── Dataset extract

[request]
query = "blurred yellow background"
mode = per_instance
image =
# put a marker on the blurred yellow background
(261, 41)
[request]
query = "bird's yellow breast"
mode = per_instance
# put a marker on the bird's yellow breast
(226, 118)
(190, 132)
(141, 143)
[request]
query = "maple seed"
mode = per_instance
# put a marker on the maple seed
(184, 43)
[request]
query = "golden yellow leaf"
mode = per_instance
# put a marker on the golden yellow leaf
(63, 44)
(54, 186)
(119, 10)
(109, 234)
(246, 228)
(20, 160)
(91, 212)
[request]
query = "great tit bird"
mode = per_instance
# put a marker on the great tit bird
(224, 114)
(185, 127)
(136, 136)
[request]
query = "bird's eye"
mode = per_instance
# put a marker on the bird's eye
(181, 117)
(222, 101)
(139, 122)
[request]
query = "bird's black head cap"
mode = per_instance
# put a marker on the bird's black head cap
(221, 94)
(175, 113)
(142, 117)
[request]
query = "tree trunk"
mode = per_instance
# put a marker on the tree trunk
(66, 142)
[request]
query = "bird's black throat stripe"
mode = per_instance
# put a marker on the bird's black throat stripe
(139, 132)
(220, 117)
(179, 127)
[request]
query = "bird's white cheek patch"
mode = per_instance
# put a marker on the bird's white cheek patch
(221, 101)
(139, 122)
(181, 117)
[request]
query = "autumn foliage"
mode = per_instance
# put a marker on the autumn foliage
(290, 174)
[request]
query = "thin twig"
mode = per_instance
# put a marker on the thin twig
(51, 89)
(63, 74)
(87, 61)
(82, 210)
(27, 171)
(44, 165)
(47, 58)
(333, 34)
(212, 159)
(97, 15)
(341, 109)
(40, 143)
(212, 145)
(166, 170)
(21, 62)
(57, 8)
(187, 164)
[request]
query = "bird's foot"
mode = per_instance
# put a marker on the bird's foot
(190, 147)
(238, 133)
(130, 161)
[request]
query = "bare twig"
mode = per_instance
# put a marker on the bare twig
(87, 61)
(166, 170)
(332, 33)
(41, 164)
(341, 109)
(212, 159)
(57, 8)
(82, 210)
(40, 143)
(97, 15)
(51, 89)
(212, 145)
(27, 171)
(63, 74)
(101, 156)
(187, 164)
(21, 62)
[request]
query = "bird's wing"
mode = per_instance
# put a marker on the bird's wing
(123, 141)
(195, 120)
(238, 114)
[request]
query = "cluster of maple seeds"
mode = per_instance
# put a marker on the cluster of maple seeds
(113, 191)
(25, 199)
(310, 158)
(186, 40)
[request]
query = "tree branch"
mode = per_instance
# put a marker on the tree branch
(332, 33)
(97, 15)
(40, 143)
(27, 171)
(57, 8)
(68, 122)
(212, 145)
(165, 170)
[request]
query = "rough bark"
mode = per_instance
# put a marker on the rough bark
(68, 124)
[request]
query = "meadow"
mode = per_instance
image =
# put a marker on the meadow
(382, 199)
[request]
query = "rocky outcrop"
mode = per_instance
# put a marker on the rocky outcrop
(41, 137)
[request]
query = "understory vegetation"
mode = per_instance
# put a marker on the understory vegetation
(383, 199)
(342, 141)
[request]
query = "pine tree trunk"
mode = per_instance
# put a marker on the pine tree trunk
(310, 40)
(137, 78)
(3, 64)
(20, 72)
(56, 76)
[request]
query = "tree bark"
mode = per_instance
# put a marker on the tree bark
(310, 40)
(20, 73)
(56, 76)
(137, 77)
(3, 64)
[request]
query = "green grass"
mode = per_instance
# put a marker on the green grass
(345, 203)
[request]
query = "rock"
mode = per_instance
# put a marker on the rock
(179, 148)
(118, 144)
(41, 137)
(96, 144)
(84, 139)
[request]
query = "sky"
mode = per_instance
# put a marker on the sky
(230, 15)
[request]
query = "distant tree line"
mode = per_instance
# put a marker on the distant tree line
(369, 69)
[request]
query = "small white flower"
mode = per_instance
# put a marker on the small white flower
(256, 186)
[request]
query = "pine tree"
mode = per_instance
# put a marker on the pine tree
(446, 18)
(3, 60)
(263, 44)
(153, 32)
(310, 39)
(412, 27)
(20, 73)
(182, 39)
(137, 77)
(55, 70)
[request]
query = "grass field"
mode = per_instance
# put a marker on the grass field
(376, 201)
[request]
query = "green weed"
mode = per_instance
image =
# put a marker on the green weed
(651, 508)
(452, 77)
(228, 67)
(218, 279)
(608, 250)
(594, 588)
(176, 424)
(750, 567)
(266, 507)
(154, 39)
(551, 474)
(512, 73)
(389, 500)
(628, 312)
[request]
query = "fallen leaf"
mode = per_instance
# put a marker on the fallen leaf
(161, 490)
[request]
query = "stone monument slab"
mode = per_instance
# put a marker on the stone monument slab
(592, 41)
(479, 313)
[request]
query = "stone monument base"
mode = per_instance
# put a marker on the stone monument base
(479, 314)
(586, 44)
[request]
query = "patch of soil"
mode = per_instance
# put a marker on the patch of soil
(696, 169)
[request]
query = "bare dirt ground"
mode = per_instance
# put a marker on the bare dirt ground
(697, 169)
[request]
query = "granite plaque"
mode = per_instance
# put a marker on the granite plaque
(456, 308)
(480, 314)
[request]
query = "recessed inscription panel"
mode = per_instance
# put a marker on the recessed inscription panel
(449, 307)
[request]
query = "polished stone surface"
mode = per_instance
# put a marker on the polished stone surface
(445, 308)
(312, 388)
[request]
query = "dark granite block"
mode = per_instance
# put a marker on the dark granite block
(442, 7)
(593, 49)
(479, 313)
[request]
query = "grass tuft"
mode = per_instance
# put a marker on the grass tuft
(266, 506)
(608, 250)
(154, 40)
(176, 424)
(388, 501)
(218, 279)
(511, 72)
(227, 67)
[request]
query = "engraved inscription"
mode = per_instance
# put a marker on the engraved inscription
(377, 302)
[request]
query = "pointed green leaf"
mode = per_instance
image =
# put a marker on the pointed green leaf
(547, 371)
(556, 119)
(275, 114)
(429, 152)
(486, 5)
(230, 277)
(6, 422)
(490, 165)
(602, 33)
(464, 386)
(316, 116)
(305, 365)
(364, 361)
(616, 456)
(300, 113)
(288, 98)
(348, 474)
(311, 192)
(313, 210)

────

Identify every line of the records that contains the string "surface" and copy each such line. Case counts, so match only that exact capitalization.

**Reply to the task:**
query = "polished stone surface"
# put a marker on the polished stone surface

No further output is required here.